**DOCUMENT EXCERPT:**
┄┄┄┄┄┄

Your Pursuit of Happiness
As I said at the beginning of this entry, I can’t tell you what your dream is, or should be. But, using my own as a model, I can offer a few pieces of advice to help get you on the road to pursuing it:
- Know yourself—really take the time to reflect on who you are. What gets you going in the morning? What do you love? Why do you love it? What do you hate? What makes you sick? Only when you know yourself inside and out will you be able to know what you really want out of life.
- Set a goal—It doesn’t matter how crazy your goal sounds. All doers of great things began with crazy ideas. Steve Jobs wanted to put a computer in everybody’s life when computers were owned by large corporations and filled cavernous rooms. Columbus wanted to sail across the Atlantic Ocean when conventional wisdom doubted he would even survive the journey. Martin Luther King wanted full civil equality for African Americans during the darkest nights of the Jim Crow era. Henry Ford wanted every American to drive a car back when cars were rich people’s playthings. There is not an original idea out there that didn’t buck conventional wisdom before it took hold. Don’t be afraid to admit your dream to yourself and others. Don’t cut your legs off before you’ve even started walking. Don’t let anyone, including you, tell you that you don’t deserve what you want. You DO deserve what you want, and even if you are not entitled to it, you are more than entitled to the right to chase after it.

┄┄┄┄┄┄

**AVAILABLE DATA:**
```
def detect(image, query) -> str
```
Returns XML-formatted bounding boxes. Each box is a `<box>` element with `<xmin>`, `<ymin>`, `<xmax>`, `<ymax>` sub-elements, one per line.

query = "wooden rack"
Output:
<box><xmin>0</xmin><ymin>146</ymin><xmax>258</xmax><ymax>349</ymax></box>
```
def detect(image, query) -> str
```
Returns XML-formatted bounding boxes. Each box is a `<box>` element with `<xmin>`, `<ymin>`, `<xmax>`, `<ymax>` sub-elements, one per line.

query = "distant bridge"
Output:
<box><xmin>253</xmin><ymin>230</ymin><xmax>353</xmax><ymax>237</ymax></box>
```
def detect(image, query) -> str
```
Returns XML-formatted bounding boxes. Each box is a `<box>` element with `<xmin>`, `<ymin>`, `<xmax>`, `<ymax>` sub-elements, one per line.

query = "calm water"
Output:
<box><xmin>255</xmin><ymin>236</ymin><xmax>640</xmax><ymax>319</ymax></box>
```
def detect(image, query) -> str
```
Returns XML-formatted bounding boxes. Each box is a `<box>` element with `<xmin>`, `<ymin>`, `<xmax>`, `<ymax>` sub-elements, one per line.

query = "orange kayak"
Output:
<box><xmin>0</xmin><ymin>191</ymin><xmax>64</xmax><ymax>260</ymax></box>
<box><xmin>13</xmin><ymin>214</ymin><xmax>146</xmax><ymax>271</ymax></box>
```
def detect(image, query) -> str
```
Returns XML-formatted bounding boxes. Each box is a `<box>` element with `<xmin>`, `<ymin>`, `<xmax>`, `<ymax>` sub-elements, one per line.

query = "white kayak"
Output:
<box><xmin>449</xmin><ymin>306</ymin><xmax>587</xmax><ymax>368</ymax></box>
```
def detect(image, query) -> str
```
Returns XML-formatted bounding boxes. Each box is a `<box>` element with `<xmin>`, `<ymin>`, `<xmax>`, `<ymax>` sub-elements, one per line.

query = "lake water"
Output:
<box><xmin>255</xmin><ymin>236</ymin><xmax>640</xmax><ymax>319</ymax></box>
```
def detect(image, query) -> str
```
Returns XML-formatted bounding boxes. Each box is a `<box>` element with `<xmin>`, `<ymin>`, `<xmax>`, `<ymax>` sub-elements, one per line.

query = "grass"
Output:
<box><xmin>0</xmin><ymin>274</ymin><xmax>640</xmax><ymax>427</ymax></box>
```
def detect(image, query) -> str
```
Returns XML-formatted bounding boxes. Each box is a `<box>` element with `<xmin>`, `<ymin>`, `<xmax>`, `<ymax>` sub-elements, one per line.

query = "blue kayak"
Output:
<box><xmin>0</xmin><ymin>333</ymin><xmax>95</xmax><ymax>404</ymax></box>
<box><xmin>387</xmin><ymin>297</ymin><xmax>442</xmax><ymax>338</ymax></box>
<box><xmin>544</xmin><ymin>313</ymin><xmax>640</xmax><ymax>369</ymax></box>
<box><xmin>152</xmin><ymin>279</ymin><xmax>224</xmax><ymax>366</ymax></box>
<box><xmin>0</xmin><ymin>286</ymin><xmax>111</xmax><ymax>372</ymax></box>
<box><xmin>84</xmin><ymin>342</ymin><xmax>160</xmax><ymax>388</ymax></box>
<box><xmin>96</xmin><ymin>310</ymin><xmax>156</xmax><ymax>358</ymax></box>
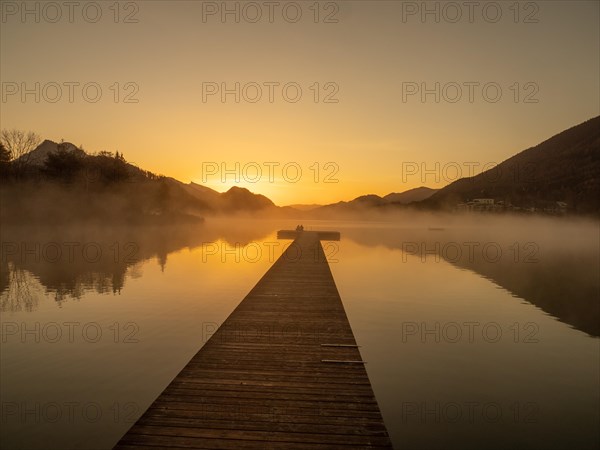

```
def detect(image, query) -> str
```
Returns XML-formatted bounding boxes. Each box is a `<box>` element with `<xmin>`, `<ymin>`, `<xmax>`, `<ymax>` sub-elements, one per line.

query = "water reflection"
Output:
<box><xmin>344</xmin><ymin>219</ymin><xmax>600</xmax><ymax>336</ymax></box>
<box><xmin>0</xmin><ymin>220</ymin><xmax>272</xmax><ymax>312</ymax></box>
<box><xmin>0</xmin><ymin>219</ymin><xmax>599</xmax><ymax>449</ymax></box>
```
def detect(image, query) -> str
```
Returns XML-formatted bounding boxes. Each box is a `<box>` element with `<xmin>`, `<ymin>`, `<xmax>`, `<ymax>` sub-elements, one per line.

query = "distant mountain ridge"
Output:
<box><xmin>312</xmin><ymin>186</ymin><xmax>438</xmax><ymax>212</ymax></box>
<box><xmin>422</xmin><ymin>116</ymin><xmax>600</xmax><ymax>213</ymax></box>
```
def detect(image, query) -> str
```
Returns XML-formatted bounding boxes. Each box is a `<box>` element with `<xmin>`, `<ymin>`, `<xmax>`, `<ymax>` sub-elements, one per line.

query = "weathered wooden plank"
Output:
<box><xmin>116</xmin><ymin>232</ymin><xmax>391</xmax><ymax>449</ymax></box>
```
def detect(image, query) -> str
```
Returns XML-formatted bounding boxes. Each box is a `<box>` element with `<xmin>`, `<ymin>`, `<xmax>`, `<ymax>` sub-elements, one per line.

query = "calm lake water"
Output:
<box><xmin>0</xmin><ymin>217</ymin><xmax>600</xmax><ymax>449</ymax></box>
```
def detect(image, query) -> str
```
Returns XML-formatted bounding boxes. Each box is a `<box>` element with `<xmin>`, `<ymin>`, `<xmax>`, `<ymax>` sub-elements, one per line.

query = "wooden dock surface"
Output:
<box><xmin>116</xmin><ymin>232</ymin><xmax>391</xmax><ymax>449</ymax></box>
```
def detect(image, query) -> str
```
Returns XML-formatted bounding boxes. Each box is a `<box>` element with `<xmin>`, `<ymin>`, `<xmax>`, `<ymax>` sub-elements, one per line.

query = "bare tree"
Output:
<box><xmin>0</xmin><ymin>129</ymin><xmax>41</xmax><ymax>169</ymax></box>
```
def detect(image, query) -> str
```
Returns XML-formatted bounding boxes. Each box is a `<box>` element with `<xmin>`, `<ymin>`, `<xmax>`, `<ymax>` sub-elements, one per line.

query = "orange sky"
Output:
<box><xmin>0</xmin><ymin>1</ymin><xmax>600</xmax><ymax>204</ymax></box>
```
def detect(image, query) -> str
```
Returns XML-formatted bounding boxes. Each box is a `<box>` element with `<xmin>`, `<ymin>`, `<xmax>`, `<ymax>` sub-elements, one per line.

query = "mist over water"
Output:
<box><xmin>0</xmin><ymin>214</ymin><xmax>600</xmax><ymax>448</ymax></box>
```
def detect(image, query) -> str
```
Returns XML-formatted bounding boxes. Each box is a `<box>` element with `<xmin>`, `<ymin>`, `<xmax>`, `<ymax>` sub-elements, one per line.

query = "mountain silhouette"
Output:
<box><xmin>422</xmin><ymin>116</ymin><xmax>600</xmax><ymax>214</ymax></box>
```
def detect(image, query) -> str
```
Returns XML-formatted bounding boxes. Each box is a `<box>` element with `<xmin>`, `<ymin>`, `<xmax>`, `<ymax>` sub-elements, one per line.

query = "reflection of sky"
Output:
<box><xmin>0</xmin><ymin>222</ymin><xmax>600</xmax><ymax>448</ymax></box>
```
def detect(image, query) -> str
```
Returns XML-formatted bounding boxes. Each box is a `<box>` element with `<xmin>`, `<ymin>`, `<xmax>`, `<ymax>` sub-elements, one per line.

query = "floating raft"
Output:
<box><xmin>277</xmin><ymin>230</ymin><xmax>340</xmax><ymax>241</ymax></box>
<box><xmin>116</xmin><ymin>231</ymin><xmax>392</xmax><ymax>449</ymax></box>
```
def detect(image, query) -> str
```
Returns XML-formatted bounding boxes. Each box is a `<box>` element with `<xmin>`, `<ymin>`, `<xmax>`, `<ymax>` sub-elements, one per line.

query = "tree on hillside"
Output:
<box><xmin>0</xmin><ymin>142</ymin><xmax>10</xmax><ymax>175</ymax></box>
<box><xmin>0</xmin><ymin>129</ymin><xmax>41</xmax><ymax>171</ymax></box>
<box><xmin>44</xmin><ymin>144</ymin><xmax>83</xmax><ymax>181</ymax></box>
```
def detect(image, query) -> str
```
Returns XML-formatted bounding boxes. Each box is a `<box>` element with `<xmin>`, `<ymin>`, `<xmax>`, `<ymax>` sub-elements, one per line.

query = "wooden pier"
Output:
<box><xmin>116</xmin><ymin>231</ymin><xmax>391</xmax><ymax>449</ymax></box>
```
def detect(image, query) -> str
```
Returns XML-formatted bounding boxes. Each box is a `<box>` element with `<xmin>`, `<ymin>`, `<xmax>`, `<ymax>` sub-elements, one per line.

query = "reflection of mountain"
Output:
<box><xmin>344</xmin><ymin>224</ymin><xmax>600</xmax><ymax>336</ymax></box>
<box><xmin>0</xmin><ymin>221</ymin><xmax>271</xmax><ymax>311</ymax></box>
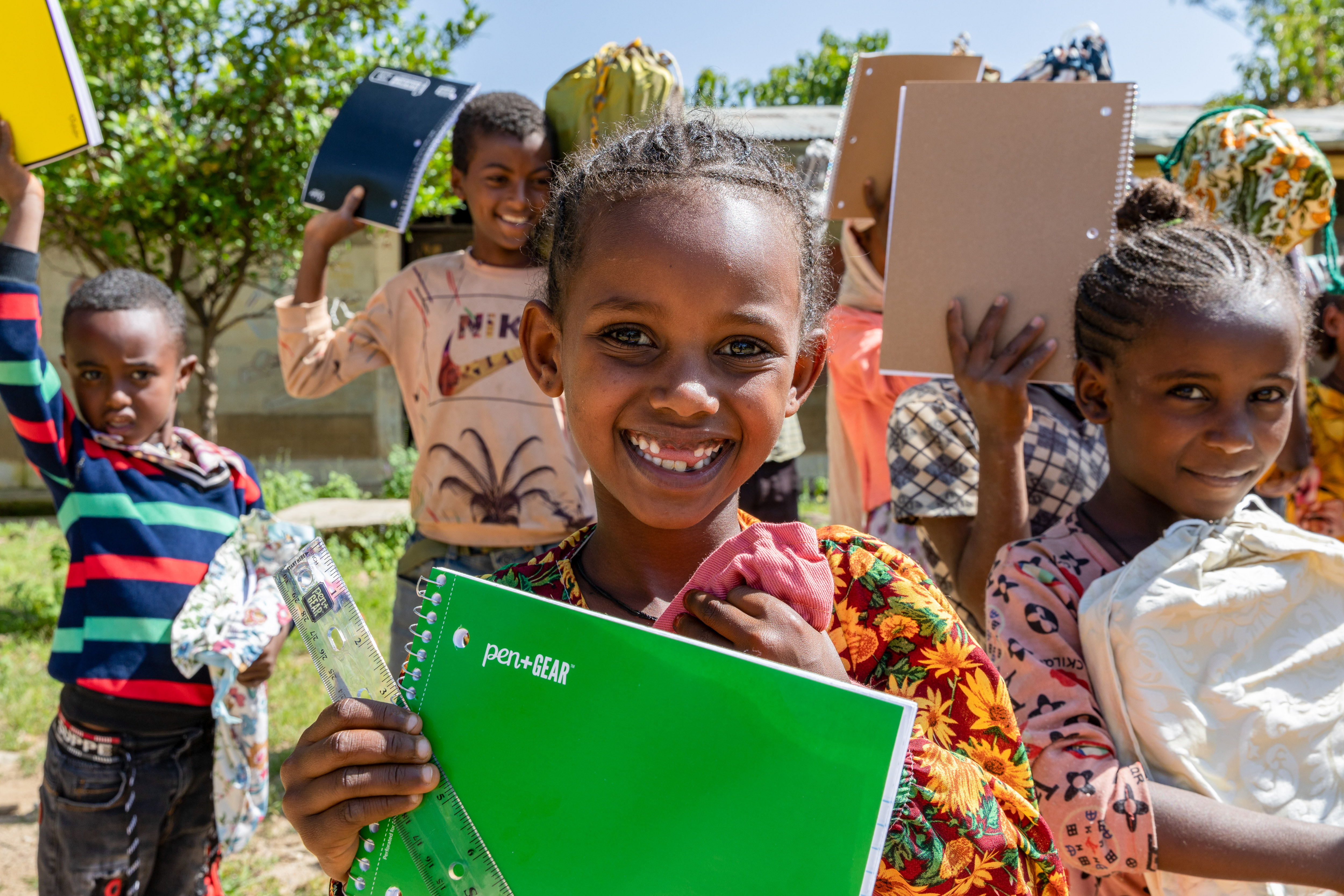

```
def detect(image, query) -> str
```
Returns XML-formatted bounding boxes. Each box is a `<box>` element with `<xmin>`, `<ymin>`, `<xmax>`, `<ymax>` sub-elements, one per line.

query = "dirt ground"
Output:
<box><xmin>0</xmin><ymin>749</ymin><xmax>327</xmax><ymax>896</ymax></box>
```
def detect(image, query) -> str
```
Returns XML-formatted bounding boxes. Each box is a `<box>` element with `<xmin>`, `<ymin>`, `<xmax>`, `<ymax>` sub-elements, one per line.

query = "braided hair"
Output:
<box><xmin>1074</xmin><ymin>179</ymin><xmax>1313</xmax><ymax>363</ymax></box>
<box><xmin>534</xmin><ymin>113</ymin><xmax>835</xmax><ymax>347</ymax></box>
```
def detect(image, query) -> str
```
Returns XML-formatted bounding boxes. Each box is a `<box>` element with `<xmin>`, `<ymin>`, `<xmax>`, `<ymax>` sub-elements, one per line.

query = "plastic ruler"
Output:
<box><xmin>276</xmin><ymin>539</ymin><xmax>513</xmax><ymax>896</ymax></box>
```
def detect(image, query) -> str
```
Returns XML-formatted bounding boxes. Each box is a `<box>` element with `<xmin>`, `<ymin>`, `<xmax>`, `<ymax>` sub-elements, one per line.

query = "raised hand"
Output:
<box><xmin>280</xmin><ymin>697</ymin><xmax>438</xmax><ymax>881</ymax></box>
<box><xmin>0</xmin><ymin>118</ymin><xmax>46</xmax><ymax>252</ymax></box>
<box><xmin>948</xmin><ymin>295</ymin><xmax>1058</xmax><ymax>443</ymax></box>
<box><xmin>304</xmin><ymin>187</ymin><xmax>364</xmax><ymax>251</ymax></box>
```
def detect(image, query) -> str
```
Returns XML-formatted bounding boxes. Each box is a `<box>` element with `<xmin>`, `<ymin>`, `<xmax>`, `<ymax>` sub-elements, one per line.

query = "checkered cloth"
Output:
<box><xmin>887</xmin><ymin>379</ymin><xmax>1109</xmax><ymax>642</ymax></box>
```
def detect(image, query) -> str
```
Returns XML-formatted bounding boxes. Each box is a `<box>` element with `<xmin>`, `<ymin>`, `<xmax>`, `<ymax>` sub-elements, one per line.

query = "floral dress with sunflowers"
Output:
<box><xmin>491</xmin><ymin>513</ymin><xmax>1068</xmax><ymax>896</ymax></box>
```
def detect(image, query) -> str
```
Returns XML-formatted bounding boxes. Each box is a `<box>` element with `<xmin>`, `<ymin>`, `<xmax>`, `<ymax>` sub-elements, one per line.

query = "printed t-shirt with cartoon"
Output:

┄┄┄┄┄┄

**BRIEF:** Can you copy the passage on pursuing happiness word for word, from "Your Pursuit of" to "out of life."?

**WRITTEN RESPONSE:**
Your Pursuit of Happiness
As I said at the beginning of this entry, I can’t tell you what your dream is, or should be. But, using my own as a model, I can offer a few pieces of advice to help get you on the road to pursuing it:
- Know yourself—really take the time to reflect on who you are. What gets you going in the morning? What do you love? Why do you love it? What do you hate? What makes you sick? Only when you know yourself inside and out will you be able to know what you really want out of life.